Помню удивление и радость, которые я испытал, когда появились так называемые
городские романы Трифонова. И тогда наивно думал: как их могла пропустить
цензура?
Но вместе с тем я слышал разговоры среди нашей интеллигенции: мол, у Трифонова
все-таки не вся правда и поэтому его романы публикуются. Меня поражали
неблагодарность этих людей и принципиально неправильный взгляд на природу
художественного произведения.
Во-первых, всю правду, если кто-нибудь знает, то только Бог. Во-вторых,
истинно художественное произведение, давая правдивую картину сравнительно
небольшого среза жизни, независимо от воли художника, дает читателю представление
о всей жизни. Образно говоря, если при диктатуре психологически правдиво
написать жизнь уборщицы, то у читателя невольно возникает понимание жизни
самого диктатора. Мера грусти в романах Трифонова так велика, что намного
превосходит меру неблагополучия его героев, и этот избыток грусти поневоле
растекается и охватывает судьбу всей страны.
Но надо при этом иметь в виду, что диктатура к тому времени была ослаблена
и было дозволено право на грусть по частному поводу. Но цензура не учла,
что всякий серьезный частный повод — неизменно часть универсального повода,
что хорошо чувствовал читатель.
Метафорические способы обмана цензуры находили Зощенко, Мандельштам и
другие писатели. Но свободен ли писатель, который в свою художественную
задачу включает обман цензуры? Я бы сказал — особенно свободен. Художественное
произведение всегда и обязательно включает в себя элемент игры. Обман
цензуры — смертельно опасное усиление элемента игры. Печальная и героическая
судьба этих и подобных им писателей общеизвестна. Красный бык, если не
разумом, то инстинктом, в конце концов находил своего противника.

Что нужно сделать:
(1) Каких писателей отрывок о романах Трифонова называет среди тех, кто находил метафорические способы обмана цензуры?
(2) Верны ли по отрывку о романах Трифонова эти утверждения? (a) Автор соглашался с теми, кто говорил, что у Трифонова не вся правда. (b) Автор считает писателя, который обманывает цензуру, особенно свободным. (c) К тому времени диктатура была ослаблена. На каждое ответьте «да» или «нет» и приведите решающие слова отрывка.
(3) Продолжите отрывок о романах Трифонова, начиная сразу после его последнего предложения.

Исходные данные:
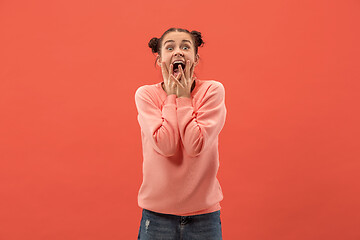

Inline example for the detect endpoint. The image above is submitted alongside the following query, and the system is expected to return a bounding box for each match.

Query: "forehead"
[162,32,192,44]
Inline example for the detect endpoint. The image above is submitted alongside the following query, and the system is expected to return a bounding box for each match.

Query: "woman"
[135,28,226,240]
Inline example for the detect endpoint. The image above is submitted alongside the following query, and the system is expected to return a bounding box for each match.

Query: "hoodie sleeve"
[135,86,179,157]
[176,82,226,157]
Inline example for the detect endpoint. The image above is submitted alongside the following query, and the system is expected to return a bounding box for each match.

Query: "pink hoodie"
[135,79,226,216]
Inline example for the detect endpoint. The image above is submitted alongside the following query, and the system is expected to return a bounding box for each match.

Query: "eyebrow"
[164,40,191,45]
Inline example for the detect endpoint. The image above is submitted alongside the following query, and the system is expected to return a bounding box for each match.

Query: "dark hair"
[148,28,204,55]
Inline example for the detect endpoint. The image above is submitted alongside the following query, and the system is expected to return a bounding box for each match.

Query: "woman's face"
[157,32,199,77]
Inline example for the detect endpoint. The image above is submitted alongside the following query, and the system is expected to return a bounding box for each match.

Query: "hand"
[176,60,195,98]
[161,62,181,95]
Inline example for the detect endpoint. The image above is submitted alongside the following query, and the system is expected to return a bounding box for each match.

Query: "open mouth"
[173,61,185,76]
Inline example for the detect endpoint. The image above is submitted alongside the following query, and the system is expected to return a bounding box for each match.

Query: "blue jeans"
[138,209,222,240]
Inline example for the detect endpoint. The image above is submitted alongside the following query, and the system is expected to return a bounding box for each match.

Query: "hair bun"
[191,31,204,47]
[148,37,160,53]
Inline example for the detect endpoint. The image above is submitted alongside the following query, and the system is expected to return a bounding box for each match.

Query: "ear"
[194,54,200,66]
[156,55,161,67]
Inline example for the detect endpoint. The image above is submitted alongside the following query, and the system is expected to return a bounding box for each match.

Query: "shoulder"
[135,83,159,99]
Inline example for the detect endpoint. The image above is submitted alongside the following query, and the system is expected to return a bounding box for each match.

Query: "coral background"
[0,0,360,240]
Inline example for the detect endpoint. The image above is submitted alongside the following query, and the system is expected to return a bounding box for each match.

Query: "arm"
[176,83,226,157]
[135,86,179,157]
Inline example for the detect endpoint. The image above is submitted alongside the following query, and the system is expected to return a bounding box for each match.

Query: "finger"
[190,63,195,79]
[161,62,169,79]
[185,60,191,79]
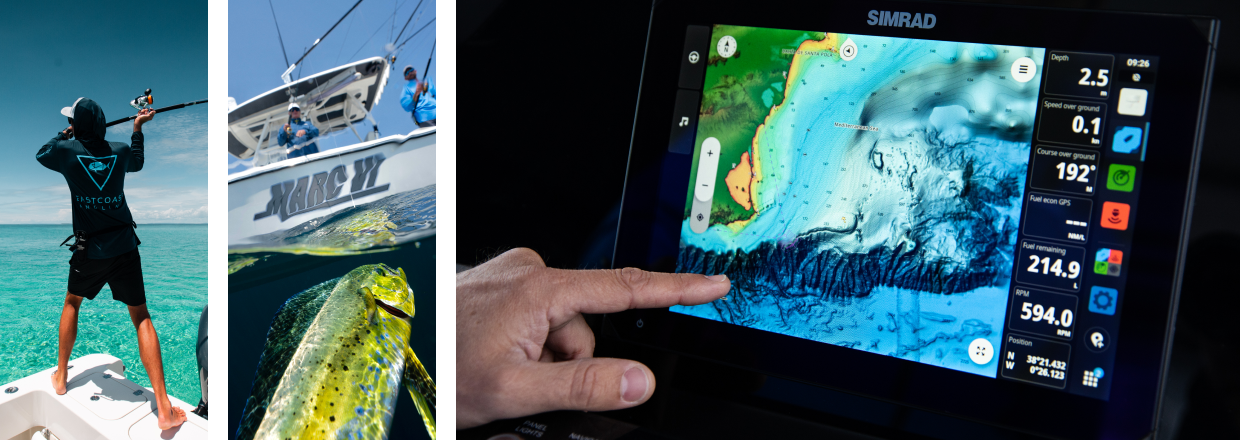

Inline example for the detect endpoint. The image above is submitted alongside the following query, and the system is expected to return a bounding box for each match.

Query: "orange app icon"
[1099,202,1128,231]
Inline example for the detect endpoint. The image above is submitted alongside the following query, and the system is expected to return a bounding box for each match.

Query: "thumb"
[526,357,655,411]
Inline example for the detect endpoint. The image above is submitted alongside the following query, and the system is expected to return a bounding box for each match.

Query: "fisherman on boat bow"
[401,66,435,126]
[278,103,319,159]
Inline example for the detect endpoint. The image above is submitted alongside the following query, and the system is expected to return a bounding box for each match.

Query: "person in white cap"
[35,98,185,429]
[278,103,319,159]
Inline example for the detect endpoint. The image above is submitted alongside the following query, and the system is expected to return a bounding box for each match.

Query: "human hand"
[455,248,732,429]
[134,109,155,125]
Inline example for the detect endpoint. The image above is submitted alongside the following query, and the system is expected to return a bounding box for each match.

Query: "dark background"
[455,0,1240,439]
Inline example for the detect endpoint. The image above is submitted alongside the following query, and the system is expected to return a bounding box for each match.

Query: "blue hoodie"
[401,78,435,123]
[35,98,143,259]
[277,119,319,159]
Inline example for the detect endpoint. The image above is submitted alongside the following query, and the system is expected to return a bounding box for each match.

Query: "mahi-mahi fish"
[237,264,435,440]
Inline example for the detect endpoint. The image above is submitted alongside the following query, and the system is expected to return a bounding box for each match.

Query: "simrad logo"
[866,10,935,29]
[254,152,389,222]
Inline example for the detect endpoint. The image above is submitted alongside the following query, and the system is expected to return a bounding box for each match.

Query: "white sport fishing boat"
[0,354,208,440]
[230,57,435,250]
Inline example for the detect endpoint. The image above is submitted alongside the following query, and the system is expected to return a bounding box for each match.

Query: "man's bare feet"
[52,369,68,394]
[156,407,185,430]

Письменные ответы:
(1) Зощенко, Мандельштам и другие писатели.

(2)
(a) Нет: «Меня поражали неблагодарность этих людей и принципиально неправильный взгляд на природу художественного произведения».
(b) Да: «Я бы сказал — особенно свободен».
(c) Да: «диктатура к тому времени была ослаблена».

(3)
Что же делается в сегодняшней бесцензурной литературе? Человек с психологией
колхозника не может стать настоящим фермером. Психология колхозника —
безответственность. Подразумевается, что всю ответственность берет на
себя председатель колхоза. Настоящий фермер — это человек, взявший на
себя и только на себя всю ответственность за свое хозяйство. Без этой
полноты чувства ответственности вчерашний колхозник, став фермером, превращается
в полного люмпена. Над ним нет внешней ответственности, а внутреннюю ответственность
он не чувствует.
Нечто похожее наблюдается в современной литературе: крой, Ванька, цензуры
нет!
Это особенно чувствуется в журналистике, на телевидении и, к сожалению,
в литературе.
Худшая черта лучших новых писателей — это главный недостаток литературы
двадцатого века — отсутствие мысли заменяется декадентским красноречием.
Но никакое красноречие не может заменить отсутствие мысли. Есть еще более
нетерпимые недостатки новейшей литературы. Это равнодушие к вопросам добра
и зла и какое-то бравурное пренебрежение психологической правдой, якобы
означающее создание более сложного человека нашего времени, который не
укладывается в рамки определенной психологии. На самом деле это примитивность,
отсутствие психического слуха у самого автора. Есть замечательное предупреждение
Льва Толстого: в литературе можно придумать все, кроме психологии человека.
К сожалению, современный книжный рынок стал новой формой цензуры. Динамика
убийства, насилия, вообще все формы бесстыдства привлекают неразвитого
читателя, а неразвитый писатель все-таки настолько развит, чтобы понять
коммерческую выгоду производства такого рода литературы. Мы не должны
завидовать их миллионным тиражам и большим гонорарам, как не завидуем
бизнесменам, заработавшим тем или иным путем (в основном иным) бешеные
деньги. В данном случае это одно и то же.
Для настоящего писателя нет высокой или низкой темы. Художественное произведение,
независимо от сюжета, — это воля к добру, выраженная в пластической форме.
И больше ничего.
И чем нравственно ниже герой, тем мощнее выражается воля к добру самим
автором, хотя внешне это может быть незаметно.
В «Мертвых душах» мы чувствуем подымающий нас магнит мощного нравственного
неба самого Гоголя.
Наоборот, Лев Толстой в «Войне и мире», описывая семейство Ростовых, предельно
ослабляет нравственные вожжи автора, потому что люди этой семьи сами высоконравственны.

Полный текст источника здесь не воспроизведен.